* _TO BE DONE_
Answer these from the page text on making array values unique:
(a) What does one move do?
(b) What is the output for Example 2?
(c) What is the initial value of y in Solution 1?

* _PAGE TEXT_
You are given an integer array nums. In one move, you can pick an index i where 0 <= i < nums.length and increment nums[i] by 1.

Return the minimum number of moves to make every value in nums unique.

The test cases are generated so that the answer fits in a 32-bit integer.

 

Example 1:

Input: nums = [1,2,2]
Output: 1
Explanation: After 1 move, the array could be [1, 2, 3].

Example 2:

Input: nums = [3,2,1,2,1,7]
Output: 6
Explanation: After 6 moves, the array could be [3, 4, 1, 2, 5, 7].
It can be shown that it is impossible for the array to have all unique values with 5 or less moves.

 

Constraints:

  • 1 <= nums.length <= 105
  • 0 <= nums[i] <= 105

Solutions

Solution 1: Sorting + Greedy

First, we sort the array $\textit{nums}$, and use a variable $\textit{y}$ to record the current maximum value, initially $\textit{y} = -1$.

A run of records
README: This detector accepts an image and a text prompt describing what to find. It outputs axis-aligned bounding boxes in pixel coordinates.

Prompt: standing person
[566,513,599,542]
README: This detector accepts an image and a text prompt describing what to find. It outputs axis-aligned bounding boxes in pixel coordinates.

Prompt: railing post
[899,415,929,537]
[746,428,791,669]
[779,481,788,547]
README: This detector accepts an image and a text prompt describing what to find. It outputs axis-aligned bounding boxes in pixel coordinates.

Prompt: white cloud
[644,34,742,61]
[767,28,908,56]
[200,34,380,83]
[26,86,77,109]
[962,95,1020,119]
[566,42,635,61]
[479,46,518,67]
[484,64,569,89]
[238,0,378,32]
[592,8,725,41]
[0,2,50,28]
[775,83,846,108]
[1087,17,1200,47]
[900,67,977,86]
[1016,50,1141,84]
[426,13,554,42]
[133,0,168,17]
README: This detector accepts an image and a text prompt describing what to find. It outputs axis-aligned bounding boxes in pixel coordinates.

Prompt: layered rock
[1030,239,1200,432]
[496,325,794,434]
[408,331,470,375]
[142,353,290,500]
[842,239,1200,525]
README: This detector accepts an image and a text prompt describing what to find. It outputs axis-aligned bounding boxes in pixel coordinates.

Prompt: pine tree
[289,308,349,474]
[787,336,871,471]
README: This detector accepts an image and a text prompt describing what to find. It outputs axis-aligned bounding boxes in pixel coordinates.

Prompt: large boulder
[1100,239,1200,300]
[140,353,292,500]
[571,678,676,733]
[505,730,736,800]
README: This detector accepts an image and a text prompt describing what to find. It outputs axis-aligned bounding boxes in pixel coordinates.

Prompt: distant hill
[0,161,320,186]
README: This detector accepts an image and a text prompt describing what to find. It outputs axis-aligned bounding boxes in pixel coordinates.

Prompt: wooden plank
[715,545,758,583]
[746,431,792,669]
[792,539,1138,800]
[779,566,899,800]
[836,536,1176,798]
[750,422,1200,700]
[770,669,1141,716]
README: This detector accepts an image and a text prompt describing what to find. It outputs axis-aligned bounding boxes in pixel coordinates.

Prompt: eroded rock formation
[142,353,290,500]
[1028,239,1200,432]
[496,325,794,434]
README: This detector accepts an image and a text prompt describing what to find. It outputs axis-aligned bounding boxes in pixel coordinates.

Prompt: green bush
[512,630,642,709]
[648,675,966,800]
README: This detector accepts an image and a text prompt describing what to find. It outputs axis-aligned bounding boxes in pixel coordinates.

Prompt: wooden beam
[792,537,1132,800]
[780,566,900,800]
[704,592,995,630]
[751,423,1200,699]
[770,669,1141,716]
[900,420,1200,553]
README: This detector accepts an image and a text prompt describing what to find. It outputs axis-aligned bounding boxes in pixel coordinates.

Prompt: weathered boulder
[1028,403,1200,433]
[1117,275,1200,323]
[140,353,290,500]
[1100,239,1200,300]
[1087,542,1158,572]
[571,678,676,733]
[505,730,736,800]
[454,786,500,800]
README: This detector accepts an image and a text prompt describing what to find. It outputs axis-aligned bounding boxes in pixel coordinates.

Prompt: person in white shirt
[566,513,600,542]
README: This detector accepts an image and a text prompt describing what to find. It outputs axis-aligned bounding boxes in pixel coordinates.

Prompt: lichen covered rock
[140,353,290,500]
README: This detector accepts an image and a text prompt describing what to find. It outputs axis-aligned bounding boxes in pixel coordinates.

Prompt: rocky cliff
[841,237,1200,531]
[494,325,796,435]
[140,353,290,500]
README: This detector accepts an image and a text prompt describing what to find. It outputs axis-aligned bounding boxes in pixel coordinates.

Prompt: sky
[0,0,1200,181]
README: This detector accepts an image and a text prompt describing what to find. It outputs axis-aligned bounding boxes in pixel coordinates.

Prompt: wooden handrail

* _RESPONSE BELOW_
(a) It picks an index i where 0 <= i < nums.length and increments nums[i] by 1.
(b) 6
(c) -1